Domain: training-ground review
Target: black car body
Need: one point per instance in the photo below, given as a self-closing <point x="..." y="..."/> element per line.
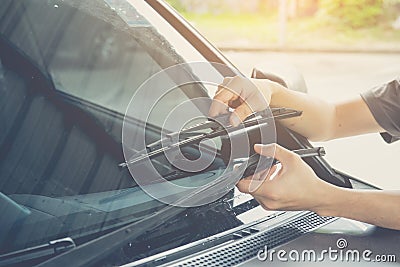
<point x="68" y="70"/>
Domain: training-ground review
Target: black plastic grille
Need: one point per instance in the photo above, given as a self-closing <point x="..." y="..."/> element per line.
<point x="248" y="248"/>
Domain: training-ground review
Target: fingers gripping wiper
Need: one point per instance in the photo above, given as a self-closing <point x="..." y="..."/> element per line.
<point x="218" y="126"/>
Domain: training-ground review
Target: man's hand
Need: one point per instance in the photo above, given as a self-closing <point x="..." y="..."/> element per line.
<point x="294" y="187"/>
<point x="244" y="95"/>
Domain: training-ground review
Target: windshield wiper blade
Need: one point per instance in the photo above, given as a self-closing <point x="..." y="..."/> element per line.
<point x="51" y="249"/>
<point x="219" y="127"/>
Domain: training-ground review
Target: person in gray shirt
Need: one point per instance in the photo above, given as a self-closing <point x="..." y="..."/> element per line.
<point x="294" y="185"/>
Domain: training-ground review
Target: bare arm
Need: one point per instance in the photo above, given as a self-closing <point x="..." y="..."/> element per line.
<point x="320" y="121"/>
<point x="296" y="187"/>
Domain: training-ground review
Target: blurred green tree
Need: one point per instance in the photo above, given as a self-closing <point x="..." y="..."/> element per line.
<point x="352" y="13"/>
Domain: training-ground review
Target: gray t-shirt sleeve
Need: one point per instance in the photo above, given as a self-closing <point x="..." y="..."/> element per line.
<point x="384" y="103"/>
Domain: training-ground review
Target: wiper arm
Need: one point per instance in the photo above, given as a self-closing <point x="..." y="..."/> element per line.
<point x="219" y="127"/>
<point x="51" y="249"/>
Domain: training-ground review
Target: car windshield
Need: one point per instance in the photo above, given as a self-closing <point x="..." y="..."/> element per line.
<point x="68" y="70"/>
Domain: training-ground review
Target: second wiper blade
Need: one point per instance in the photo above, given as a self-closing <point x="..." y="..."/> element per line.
<point x="219" y="126"/>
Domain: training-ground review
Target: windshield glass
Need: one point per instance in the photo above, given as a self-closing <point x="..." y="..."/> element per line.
<point x="68" y="70"/>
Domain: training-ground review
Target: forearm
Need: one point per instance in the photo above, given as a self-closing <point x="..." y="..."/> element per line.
<point x="381" y="208"/>
<point x="322" y="120"/>
<point x="318" y="116"/>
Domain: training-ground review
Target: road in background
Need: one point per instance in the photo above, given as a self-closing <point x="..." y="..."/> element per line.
<point x="336" y="77"/>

> Task details
Transcribe the records above verbatim. Do not carry over any picture.

> Solution
Domain: training-ground review
Target: black car body
Need: one point per instance in the photo below, given as a self-closing <point x="..." y="..."/> element per line.
<point x="68" y="70"/>
Domain: training-ground review
Target: black plastic grille
Need: one point per instance in the photo above, given as a self-closing <point x="..." y="..."/> element per line.
<point x="248" y="248"/>
Domain: training-ground review
Target: fingers gripping wiper
Need: one point per instance in the photo above, given as a self-closing <point x="..." y="..."/> element per line.
<point x="218" y="126"/>
Domain: training-ground review
Target: man's hand
Need: one point per instance in the photo above, given as a self-closing <point x="..." y="..."/> element per line.
<point x="294" y="187"/>
<point x="244" y="95"/>
Domain: training-ground review
Target: windshield wiper blade
Need: one point per instance in the photo above, given as a self-closing <point x="..." y="..."/> element per line.
<point x="51" y="249"/>
<point x="219" y="127"/>
Domain: training-ground review
Target: person in gray shirt
Need: one point per instance in the photo above, given as a self-closing <point x="..." y="..."/> element per line.
<point x="294" y="185"/>
Domain: training-ground review
Target: bare arm
Need: one point per instance in the photo above, given as a self-closing <point x="..." y="..."/> element per line.
<point x="320" y="121"/>
<point x="296" y="187"/>
Domain: training-ground review
Target: blurred green tree
Need: one point per instance in the photo above, given as a self-closing <point x="..." y="..."/> element per line.
<point x="352" y="13"/>
Domain: training-ground review
Target: gray t-shirt sleeve
Need: one point per instance in the photo above, given as a self-closing <point x="..." y="..."/> element per line.
<point x="384" y="103"/>
Domain: training-ground review
Target: wiper arm
Need: one point per instance in the photo above, given as a self-closing <point x="..." y="..."/> element per line.
<point x="219" y="127"/>
<point x="51" y="249"/>
Domain: training-ground review
Target: car windshield
Need: one point per instance in the photo above, given as a self-closing <point x="..." y="..."/> element per line.
<point x="68" y="70"/>
Domain: training-ground review
Target: second wiper blade
Need: one point per instance in the photo above, given as a self-closing <point x="..." y="..."/> element per line.
<point x="219" y="126"/>
Domain: training-ground review
Target: windshield glass
Need: one point per instance in the photo above, given as a self-closing <point x="..." y="..."/> element per line.
<point x="68" y="70"/>
Domain: training-ground review
Target: forearm
Need: one point per instance in the photo above, given as a self-closing <point x="..." y="..."/> element per line.
<point x="381" y="208"/>
<point x="322" y="120"/>
<point x="318" y="116"/>
Domain: training-ground review
Target: road in background
Need: one point per instance in the photo above, given as a self-closing <point x="..." y="..."/> element per line.
<point x="336" y="77"/>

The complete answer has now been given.